[RECORD SET start]

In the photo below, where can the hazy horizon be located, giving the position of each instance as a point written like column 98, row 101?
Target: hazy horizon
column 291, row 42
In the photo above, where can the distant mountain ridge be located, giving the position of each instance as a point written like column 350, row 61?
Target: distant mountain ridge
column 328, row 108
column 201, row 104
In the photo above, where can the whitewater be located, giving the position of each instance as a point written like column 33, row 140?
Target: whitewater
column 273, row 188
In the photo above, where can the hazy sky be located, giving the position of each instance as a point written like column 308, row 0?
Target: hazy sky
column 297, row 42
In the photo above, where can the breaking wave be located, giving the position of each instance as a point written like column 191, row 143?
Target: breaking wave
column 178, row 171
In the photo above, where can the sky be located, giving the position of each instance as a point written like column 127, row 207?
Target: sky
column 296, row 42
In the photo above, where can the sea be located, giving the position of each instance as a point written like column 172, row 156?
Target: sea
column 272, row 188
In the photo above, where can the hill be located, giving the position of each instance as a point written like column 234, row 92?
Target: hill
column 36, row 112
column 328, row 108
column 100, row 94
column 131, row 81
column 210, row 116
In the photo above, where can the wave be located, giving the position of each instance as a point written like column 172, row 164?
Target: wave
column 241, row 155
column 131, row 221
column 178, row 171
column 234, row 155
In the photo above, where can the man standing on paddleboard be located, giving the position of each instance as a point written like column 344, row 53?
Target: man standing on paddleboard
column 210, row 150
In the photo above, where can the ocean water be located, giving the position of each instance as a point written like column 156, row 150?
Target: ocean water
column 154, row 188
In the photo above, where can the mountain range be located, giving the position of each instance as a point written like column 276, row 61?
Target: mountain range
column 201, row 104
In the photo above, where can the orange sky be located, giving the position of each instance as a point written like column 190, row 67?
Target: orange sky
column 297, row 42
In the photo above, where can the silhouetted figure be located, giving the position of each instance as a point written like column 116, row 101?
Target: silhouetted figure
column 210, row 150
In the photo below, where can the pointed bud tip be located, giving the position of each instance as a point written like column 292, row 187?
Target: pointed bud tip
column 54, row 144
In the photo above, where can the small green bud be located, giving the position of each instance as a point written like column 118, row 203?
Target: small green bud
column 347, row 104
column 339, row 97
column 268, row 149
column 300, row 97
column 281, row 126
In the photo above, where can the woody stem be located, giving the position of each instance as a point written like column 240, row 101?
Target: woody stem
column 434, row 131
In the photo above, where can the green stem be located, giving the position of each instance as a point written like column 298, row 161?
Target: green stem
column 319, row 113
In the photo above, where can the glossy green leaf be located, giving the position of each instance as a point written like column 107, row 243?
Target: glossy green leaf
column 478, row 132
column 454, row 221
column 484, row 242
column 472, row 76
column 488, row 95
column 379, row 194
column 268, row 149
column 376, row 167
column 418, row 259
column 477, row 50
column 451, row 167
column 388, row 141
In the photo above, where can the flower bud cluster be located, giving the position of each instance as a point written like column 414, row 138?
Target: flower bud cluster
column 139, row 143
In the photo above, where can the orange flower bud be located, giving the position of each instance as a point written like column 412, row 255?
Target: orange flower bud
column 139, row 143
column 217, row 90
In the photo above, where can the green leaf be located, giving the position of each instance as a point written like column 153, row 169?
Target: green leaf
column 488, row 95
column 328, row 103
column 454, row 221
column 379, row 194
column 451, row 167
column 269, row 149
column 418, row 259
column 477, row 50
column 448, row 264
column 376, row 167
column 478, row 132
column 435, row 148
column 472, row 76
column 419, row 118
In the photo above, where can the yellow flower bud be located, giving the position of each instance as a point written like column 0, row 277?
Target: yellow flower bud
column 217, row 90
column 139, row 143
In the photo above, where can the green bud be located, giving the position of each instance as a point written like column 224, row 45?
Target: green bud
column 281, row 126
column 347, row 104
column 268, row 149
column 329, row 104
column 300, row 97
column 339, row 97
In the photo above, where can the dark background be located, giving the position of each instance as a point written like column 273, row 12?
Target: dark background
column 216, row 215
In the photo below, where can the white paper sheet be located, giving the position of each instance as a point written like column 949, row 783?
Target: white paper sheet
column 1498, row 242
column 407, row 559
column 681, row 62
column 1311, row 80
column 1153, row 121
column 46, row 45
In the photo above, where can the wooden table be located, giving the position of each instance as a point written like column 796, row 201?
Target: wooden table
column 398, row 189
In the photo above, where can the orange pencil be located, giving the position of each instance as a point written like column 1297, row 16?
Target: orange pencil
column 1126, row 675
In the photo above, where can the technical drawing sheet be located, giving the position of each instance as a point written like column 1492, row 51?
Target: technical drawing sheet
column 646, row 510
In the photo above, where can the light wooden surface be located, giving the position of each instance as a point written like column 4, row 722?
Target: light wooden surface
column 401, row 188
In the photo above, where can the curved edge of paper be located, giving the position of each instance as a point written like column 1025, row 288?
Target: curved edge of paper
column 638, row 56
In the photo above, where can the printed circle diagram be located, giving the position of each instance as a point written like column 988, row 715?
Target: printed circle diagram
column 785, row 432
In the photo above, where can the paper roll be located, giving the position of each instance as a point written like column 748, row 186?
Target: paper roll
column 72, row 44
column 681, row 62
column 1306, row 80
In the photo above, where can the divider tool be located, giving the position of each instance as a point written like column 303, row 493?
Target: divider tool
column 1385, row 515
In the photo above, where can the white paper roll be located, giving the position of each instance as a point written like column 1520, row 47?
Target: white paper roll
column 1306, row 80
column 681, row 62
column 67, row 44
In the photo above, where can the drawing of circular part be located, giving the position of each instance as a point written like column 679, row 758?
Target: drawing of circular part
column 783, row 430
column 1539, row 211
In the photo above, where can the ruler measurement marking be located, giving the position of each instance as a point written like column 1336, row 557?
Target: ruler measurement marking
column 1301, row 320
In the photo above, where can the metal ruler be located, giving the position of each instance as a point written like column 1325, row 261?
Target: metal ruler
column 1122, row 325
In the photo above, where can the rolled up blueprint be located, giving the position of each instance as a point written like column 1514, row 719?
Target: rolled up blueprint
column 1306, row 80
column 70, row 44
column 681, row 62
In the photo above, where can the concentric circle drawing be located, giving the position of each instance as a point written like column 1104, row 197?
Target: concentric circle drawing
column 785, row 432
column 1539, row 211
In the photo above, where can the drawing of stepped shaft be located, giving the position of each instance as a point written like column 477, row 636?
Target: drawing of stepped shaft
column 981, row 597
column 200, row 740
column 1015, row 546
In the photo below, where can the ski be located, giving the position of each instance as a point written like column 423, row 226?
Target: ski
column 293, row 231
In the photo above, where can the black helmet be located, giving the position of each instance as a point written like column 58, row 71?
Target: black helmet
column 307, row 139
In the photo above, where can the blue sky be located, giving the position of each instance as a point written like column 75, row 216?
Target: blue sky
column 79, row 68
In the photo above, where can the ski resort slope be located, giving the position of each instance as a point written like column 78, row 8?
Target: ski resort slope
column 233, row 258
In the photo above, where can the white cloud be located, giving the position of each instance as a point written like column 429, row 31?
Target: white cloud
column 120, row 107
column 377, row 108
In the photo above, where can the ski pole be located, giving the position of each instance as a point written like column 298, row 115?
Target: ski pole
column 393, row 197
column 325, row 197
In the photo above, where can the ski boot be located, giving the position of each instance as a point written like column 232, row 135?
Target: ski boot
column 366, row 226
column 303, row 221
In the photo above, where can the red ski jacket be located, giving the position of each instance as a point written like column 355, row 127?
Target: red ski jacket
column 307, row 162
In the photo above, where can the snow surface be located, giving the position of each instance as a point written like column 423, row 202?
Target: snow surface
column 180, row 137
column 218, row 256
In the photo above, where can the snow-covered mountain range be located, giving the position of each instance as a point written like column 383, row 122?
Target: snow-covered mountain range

[RECORD SET end]

◆ **GIVEN PROBLEM**
Rewrite all of the material with "each instance" changed to "every instance" wherever it occurs, keeping everything else the same.

◆ **THE SOLUTION**
In the photo below, where can the hazy horizon be located, giving the position of every instance as a point written like column 98, row 101?
Target: hazy horizon
column 291, row 42
In the photo above, where can the distant mountain ridge be located, giving the position of every instance as a point written like column 350, row 61?
Target: distant mountain ridge
column 328, row 108
column 201, row 104
In the photo above, where can the whitewater be located, giving the position of every instance as a point written like column 33, row 140?
Target: whitewater
column 273, row 188
In the photo above, where can the hazy sky be located, giving the position of every instance as a point written like column 308, row 0?
Target: hazy sky
column 297, row 42
In the photo above, where can the breaking wave be located, giving the position of every instance as a point written like column 191, row 143?
Target: breaking wave
column 178, row 171
In the photo above, where can the sky be located, giving the position of every instance as a point written like column 127, row 207?
Target: sky
column 296, row 42
In the photo above, where can the sea be located, giving the position of every instance as a point written like column 172, row 156?
Target: sea
column 272, row 188
In the photo above, where can the hill be located, giving the position of every instance as a point written like column 234, row 92?
Target: hill
column 36, row 112
column 328, row 108
column 100, row 94
column 131, row 81
column 210, row 116
In the photo above, where can the wave be located, giving the position of every instance as a point written like column 172, row 164?
Target: wave
column 241, row 155
column 131, row 221
column 178, row 171
column 234, row 155
In the photo above, where can the man standing on paddleboard be located, giving the position of every instance as a point written like column 344, row 53?
Target: man standing on paddleboard
column 210, row 150
In the photo above, where can the ocean water be located, giving the position of every instance as a point written like column 156, row 150?
Target: ocean water
column 154, row 188
In the photo above, where can the mountain range be located, giving the position of every instance as a point written like column 276, row 61?
Target: mountain range
column 201, row 104
In the photo above, where can the orange sky be located, giving the position of every instance as a point written like column 190, row 67?
Target: orange sky
column 297, row 42
In the photo above, where can the silhouetted figure be located, giving the position of every instance as a point written like column 116, row 101?
Target: silhouetted figure
column 210, row 150
In the photo below, where can the pointed bud tip be located, giving the position of every instance as a point written like column 292, row 187?
Target: pointed bud tip
column 54, row 144
In the photo above, where can the small green bud be located, giving the position of every instance as a point written like column 118, row 203?
Target: small green bud
column 347, row 104
column 339, row 97
column 268, row 149
column 300, row 97
column 281, row 126
In the photo above, where can the woody stem be located, giving the position of every instance as a point written like column 240, row 101?
Target: woody stem
column 434, row 131
In the photo above, where can the green stem be located, giving the position of every instance as a point written like column 298, row 161?
Target: green stem
column 319, row 113
In the photo above, where can the glossy green leaf be located, giving the position of every instance as a point written like column 107, row 243?
Target: glossy green leaf
column 478, row 132
column 454, row 221
column 484, row 242
column 472, row 76
column 488, row 95
column 379, row 194
column 268, row 149
column 376, row 167
column 418, row 259
column 477, row 50
column 451, row 167
column 388, row 141
In the photo above, where can the flower bud cluster be located, giving the position of every instance as a point written like column 414, row 138?
Target: flower bud cluster
column 139, row 143
In the photo above, where can the orange flower bud be located, giving the position of every instance as a point written like column 412, row 255?
Target: orange flower bud
column 139, row 143
column 217, row 90
In the photo above, where can the green leaf be located, giving the position of every instance as a point written like column 153, row 169?
Target: green leaf
column 488, row 95
column 328, row 103
column 454, row 221
column 379, row 194
column 451, row 167
column 269, row 149
column 418, row 259
column 477, row 50
column 448, row 264
column 376, row 167
column 478, row 132
column 435, row 148
column 472, row 76
column 419, row 118
In the photo above, where can the yellow flower bud be located, giving the position of every instance as a point written like column 0, row 277?
Target: yellow flower bud
column 217, row 90
column 139, row 143
In the photo above, where can the green bud be located, giving the position of every instance as a point written like column 224, row 45?
Target: green bud
column 281, row 126
column 347, row 104
column 268, row 149
column 329, row 104
column 300, row 97
column 339, row 97
In the photo above, where can the dark background be located, giving the position of every instance as a point written like column 273, row 12?
Target: dark background
column 216, row 215
In the photo below, where can the white paper sheet be located, giving the position of every instance as a point written like column 949, row 783?
Target: white paper sheet
column 1498, row 242
column 407, row 559
column 681, row 62
column 1311, row 80
column 1153, row 121
column 46, row 45
In the photo above, where can the wooden table be located, giving the position of every instance as a point written like column 796, row 201?
Target: wooden table
column 398, row 189
In the photo above, where can the orange pencil be located, giving the position of every instance as a point written like column 1297, row 16?
Target: orange pencil
column 1126, row 675
In the photo above, where can the technical drawing sheet be located, giving the position of every instance as a point written like column 1492, row 51?
Target: technical drawing sheet
column 646, row 510
In the photo above, where can the light wooden surface be located, giving the position of every instance as a point written like column 4, row 722?
Target: light wooden surface
column 401, row 188
In the photo above, where can the curved edge of paper be located, giving the position of every instance as a point written like column 1025, row 288?
Target: curved edge of paper
column 638, row 56
In the photo above, where can the printed circle diagram be located, giving the position of every instance as a point written like column 988, row 715?
Target: printed circle diagram
column 785, row 432
In the photo above, where can the paper roll be located, giving the position of every instance as a point written like column 748, row 186?
Target: paper roll
column 72, row 44
column 681, row 62
column 1306, row 80
In the photo above, where can the divider tool be located, giving the position of every instance as a point written like column 303, row 493?
Target: divider tool
column 1385, row 515
In the photo above, where can the white paper roll be located, giving the position of every instance as a point written like column 1520, row 47?
Target: white paper roll
column 1306, row 80
column 681, row 62
column 67, row 44
In the photo above, where can the drawing of circular part be located, giving the position of every instance as a point written like column 679, row 758?
Target: drawing of circular part
column 783, row 430
column 1539, row 211
In the photo above, where can the ruler measurement marking be located, giving the position of every instance as a point written like column 1336, row 557?
Target: ruler measurement marking
column 1301, row 320
In the photo above, where can the metal ruler be located, giving the position of every instance as a point written like column 1325, row 261?
Target: metal ruler
column 1122, row 325
In the photo above, where can the rolled up blueprint be located, giving the position of every instance as a point written like column 1514, row 719?
Target: rolled up blueprint
column 1306, row 80
column 70, row 44
column 681, row 62
In the photo above, where can the concentric circle drawing be located, giving the position of every instance as a point written like column 1104, row 197?
Target: concentric circle drawing
column 785, row 432
column 1539, row 211
In the photo above, where can the drawing of stepped shaft be located, giving the position of every instance as a point written like column 477, row 636?
Target: drawing of stepped shaft
column 981, row 597
column 200, row 740
column 1015, row 546
In the photo below, where can the ski be located, giving the position of every instance as a point written like column 423, row 226?
Target: ski
column 293, row 231
In the photo above, where can the black helmet be located, giving the position of every instance as a point written like column 58, row 71?
Target: black helmet
column 307, row 139
In the photo above, where can the blue sky be located, giving the position of every instance as a point written like column 75, row 216?
Target: blue sky
column 79, row 68
In the photo above, where can the ski resort slope be located, giving the position of every instance as a point written like column 78, row 8?
Target: ski resort slope
column 233, row 258
In the photo above, where can the white cloud be located, giving the position of every instance as a point written like column 429, row 31?
Target: white cloud
column 120, row 107
column 377, row 108
In the photo above, where can the ski pole be located, giving the position of every instance as a point written like column 298, row 115?
Target: ski pole
column 393, row 197
column 325, row 197
In the photo above, where can the ski boot be located, giving the position of every instance as a point written like column 232, row 135?
Target: ski boot
column 366, row 226
column 303, row 221
In the photo above, where can the red ski jacket be located, giving the position of every instance as a point written like column 355, row 127?
Target: red ski jacket
column 307, row 162
In the photo above, where can the snow surface be located, giving the position of every instance as a point written like column 423, row 202?
Target: snow surface
column 180, row 137
column 218, row 256
In the photo above, where can the snow-covered mountain range be located, giving the position of every instance as a point written like column 383, row 122?
Target: snow-covered mountain range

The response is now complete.